- _REQUESTS_:
(a) Does each statement below agree with the passage on data storage entities? Answer yes or no for each, quoting the deciding words of the passage.
(i) Adding data storage entities to the data management solution interrupts service to application servers.
(ii) Dropbox and OneDrive count as data storage entities.
(iii) Data storage entities targeted for removal are disconnected before their data is migrated off them.
(b) Carry on the passage on data storage entities, starting after its final sentence.

- _TEXT SEGMENT_:

Data storage entities 130 may include any convenient hardware, software, local, remote, physical, virtual, cloud or other entity capable of reading and writing data including but not limited to individual hard disk drives (HDD's), solid state drive (SSD's), directly attached Just a Bunch of Disks (JBOD) enclosures 134 thereof, third party storage appliances 133 (i.e. EMC, SwiftStack), file servers, and cloud storage services (i.e. Amazon S3 131, Dropbox, OneDrive, IaaS 132, etc.).
Data storage entities 130 can be added to the data management solution 100 without any interruption of service to application 110 or file 111 servers, and with immediate availability of the capacity and performance capabilities of those entities 130.
Data storage entities 130 can also be targeted to be removed from the data management solution 100, and after data is transparently migrated off of those data storage entities (typically onto one or more other data storage entities). The data storage entities 130 targeted for removal can then be disconnected from the data management solution without any interruption of service to application or file servers. For example, the content of JBOD entities 134 may be migrated to Amazon S3 131 or cloud storage 132 using the techniques described herein.

[Source data]
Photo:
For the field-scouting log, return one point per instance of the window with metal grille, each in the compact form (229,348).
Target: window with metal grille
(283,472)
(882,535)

- _THE RESPONSES_:
(a)
(i) No: "without any interruption of service to application 110 or file 111 servers"
(ii) Yes: "cloud storage services (i.e. Amazon S3 131, Dropbox, OneDrive, IaaS 132, etc.)"
(iii) No: "after data is transparently migrated off of those data storage entities" and "The data storage entities 130 targeted for removal can then be disconnected"

(b)
A data management node 120 may be a data processor (physical, virtual, or more advantageously, a cloud server) that contains various translation layers—for example, one layer for each supported file system—that interpret a stream of native I/O requests routed from a file 110 or application 110 server via one or more connector components 112.
A data management node 120 may be accessed via a graphical user interface (GUI) 202. This GUI 202 may be used to perform administrative functions 203, such as system configuration, establishing relationships with file 111 and application 110 servers that have software connector components 112 installed, integrating with data storage entities 130 (whether cloud services or third party storage appliances or otherwise), and setting and configuring policies with respect to data management functions.
A data management node 120 may contain an object cache and a meta-data cache 204, which contain non-persistent copies of recently or frequently accessed data objects and/or file system meta-data objects.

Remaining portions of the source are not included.